* [Assignment]: Would you retype each record exactly as given?

Excerpts from a dataset:
——

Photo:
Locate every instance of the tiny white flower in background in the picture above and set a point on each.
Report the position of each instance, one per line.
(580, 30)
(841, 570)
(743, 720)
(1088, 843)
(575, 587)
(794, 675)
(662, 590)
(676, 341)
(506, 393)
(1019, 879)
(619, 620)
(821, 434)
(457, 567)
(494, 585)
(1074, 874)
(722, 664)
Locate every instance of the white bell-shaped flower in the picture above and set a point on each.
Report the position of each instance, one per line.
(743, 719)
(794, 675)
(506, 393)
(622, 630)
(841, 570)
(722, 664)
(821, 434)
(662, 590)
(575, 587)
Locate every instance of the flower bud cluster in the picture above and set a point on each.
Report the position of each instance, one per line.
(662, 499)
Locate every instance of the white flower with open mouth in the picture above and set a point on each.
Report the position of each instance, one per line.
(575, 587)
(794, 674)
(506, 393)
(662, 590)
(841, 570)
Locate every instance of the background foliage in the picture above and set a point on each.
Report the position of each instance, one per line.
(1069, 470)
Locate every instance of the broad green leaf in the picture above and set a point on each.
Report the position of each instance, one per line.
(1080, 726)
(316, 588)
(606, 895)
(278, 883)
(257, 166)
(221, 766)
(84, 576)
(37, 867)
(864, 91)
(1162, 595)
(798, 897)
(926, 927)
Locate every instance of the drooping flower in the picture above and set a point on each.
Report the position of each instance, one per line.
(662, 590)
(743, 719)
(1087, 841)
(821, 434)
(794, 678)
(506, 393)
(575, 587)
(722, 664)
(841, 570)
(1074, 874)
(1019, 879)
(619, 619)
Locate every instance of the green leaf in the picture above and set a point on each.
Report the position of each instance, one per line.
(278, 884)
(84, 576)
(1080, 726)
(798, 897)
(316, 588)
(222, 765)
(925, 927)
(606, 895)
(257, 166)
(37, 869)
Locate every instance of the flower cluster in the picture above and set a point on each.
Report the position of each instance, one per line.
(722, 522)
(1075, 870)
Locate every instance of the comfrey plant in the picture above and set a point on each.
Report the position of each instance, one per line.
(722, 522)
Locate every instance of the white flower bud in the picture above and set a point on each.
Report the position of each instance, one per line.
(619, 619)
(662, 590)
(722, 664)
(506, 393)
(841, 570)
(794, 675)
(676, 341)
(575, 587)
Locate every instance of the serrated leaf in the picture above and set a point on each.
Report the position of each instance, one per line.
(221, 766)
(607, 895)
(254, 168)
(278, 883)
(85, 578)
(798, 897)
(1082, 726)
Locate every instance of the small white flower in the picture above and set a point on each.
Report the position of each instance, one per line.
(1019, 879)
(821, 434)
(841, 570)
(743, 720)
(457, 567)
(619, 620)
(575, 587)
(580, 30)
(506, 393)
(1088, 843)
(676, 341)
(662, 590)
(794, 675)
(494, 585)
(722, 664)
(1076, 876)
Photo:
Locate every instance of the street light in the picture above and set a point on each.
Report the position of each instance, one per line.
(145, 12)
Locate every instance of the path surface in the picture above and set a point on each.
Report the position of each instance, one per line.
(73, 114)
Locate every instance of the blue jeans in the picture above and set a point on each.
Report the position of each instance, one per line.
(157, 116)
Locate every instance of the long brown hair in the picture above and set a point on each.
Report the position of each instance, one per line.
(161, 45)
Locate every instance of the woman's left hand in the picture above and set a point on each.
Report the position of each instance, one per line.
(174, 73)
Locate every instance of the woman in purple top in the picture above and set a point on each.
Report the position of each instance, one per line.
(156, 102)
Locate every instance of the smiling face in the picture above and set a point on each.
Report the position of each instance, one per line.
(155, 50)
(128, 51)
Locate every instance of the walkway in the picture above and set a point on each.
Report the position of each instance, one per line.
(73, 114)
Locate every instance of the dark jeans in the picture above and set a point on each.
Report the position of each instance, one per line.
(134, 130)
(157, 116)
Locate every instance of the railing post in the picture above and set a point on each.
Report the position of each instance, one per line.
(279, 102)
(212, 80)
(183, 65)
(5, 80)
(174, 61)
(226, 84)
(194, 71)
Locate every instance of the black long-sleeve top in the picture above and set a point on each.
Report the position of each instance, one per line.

——

* [Task result]:
Photo:
Locate every instance of the tiny white flower in background in the picture above and set a point on each.
Report the position of each instance, one per line.
(580, 30)
(841, 570)
(743, 720)
(1088, 843)
(575, 587)
(794, 675)
(662, 590)
(676, 341)
(506, 393)
(1019, 879)
(619, 620)
(821, 434)
(457, 567)
(494, 585)
(1074, 874)
(722, 664)
Locate every instance of the white bell-shaped flower in the picture above and set a point on each.
Report the position of each instance, one per line.
(743, 719)
(794, 675)
(506, 393)
(622, 630)
(841, 570)
(722, 664)
(821, 434)
(662, 590)
(575, 587)
Locate every instance of the flower bud cluster in the picture above and set a point on each.
Report the position of each instance, one per line.
(662, 499)
Locate every instance of the white flower with open mouth in the picture above and set a point on each.
Report the position of each instance, one per line.
(575, 587)
(794, 674)
(506, 393)
(662, 590)
(841, 570)
Locate every instance of the background foliage in the picture above and set a point on each.
Report the position of each instance, one per line.
(1069, 470)
Locate every instance of the broad green leaf in the picture above and set a point on each.
Report the position of each instance, one per line.
(1080, 726)
(316, 588)
(606, 895)
(278, 883)
(257, 166)
(221, 766)
(84, 576)
(37, 867)
(864, 91)
(1162, 595)
(798, 897)
(926, 927)
Locate every instance of the drooping flower in the picture above and set a point on each.
Report the position of each instance, one per line.
(662, 590)
(743, 719)
(1087, 841)
(821, 434)
(794, 678)
(506, 393)
(575, 587)
(722, 664)
(841, 570)
(1074, 874)
(1019, 879)
(619, 619)
Locate every instance of the green leaf in the picture above and set a point on each.
Report the position of each instance, one per line.
(278, 884)
(84, 576)
(1080, 726)
(798, 897)
(316, 588)
(222, 765)
(925, 927)
(606, 895)
(257, 166)
(37, 869)
Locate every instance of the flower cluster in the picture above and set a point on each.
Report the position of each instance, one per line.
(722, 522)
(1075, 870)
Locate every instance of the comfrey plant in the picture above and set a point on each.
Report the position of each instance, one per line.
(722, 522)
Locate every instance of the white flower bud in the picture above and set a point on each.
Report the position of each instance, one per line.
(619, 619)
(662, 590)
(722, 664)
(506, 393)
(841, 570)
(794, 675)
(676, 341)
(575, 587)
Locate every instance of the serrated leaf in the picture above and set a point on each.
Report the position of each instance, one per line.
(221, 766)
(607, 895)
(254, 168)
(278, 883)
(85, 578)
(798, 897)
(1082, 726)
Locate every instance of the small white flower in the picture above and set a point on each.
Report the position of each instance, one per line.
(1019, 879)
(821, 434)
(841, 570)
(743, 720)
(457, 567)
(619, 620)
(575, 587)
(580, 30)
(506, 393)
(1088, 843)
(676, 341)
(662, 590)
(794, 675)
(494, 585)
(722, 664)
(1076, 876)
Photo:
Locate every instance of the street light in the picture above and set a point on each.
Report the position of each instance, one per line.
(145, 12)
Locate every instance of the path surface in the picture above and set a point on each.
Report the position of each instance, one per line.
(73, 114)
Locate every instance of the blue jeans in the picture above and set a point on each.
Report the position of each instance, one per line.
(157, 116)
Locate every instance of the long brown hair in the picture above and set a point on each.
Report the position of each instance, one per line.
(161, 45)
Locate every instance of the woman's left hand in the picture above and set a point on each.
Report the position of each instance, one per line.
(174, 73)
Locate every instance of the woman in purple top in the picture above and set a point on each.
Report the position of each instance, one per line.
(156, 102)
Locate every instance of the smiling face in the picture above and set a point on each.
Report the position of each instance, one per line.
(155, 50)
(128, 51)
Locate every instance of the walkway in the picture above and set a point on each.
Report the position of each instance, one per line.
(73, 114)
Locate every instance of the dark jeans in the picture above and set a point on each.
Report the position of each instance, one per line.
(134, 130)
(157, 116)
Locate every instance of the railing post in the picture above and set a point on each.
Report the position of each instance, one per line.
(279, 102)
(212, 80)
(183, 65)
(5, 80)
(174, 61)
(226, 84)
(194, 71)
Locate every instance of the black long-sleeve top in the picture above and set a point on each.
Report the position of each instance, one per line.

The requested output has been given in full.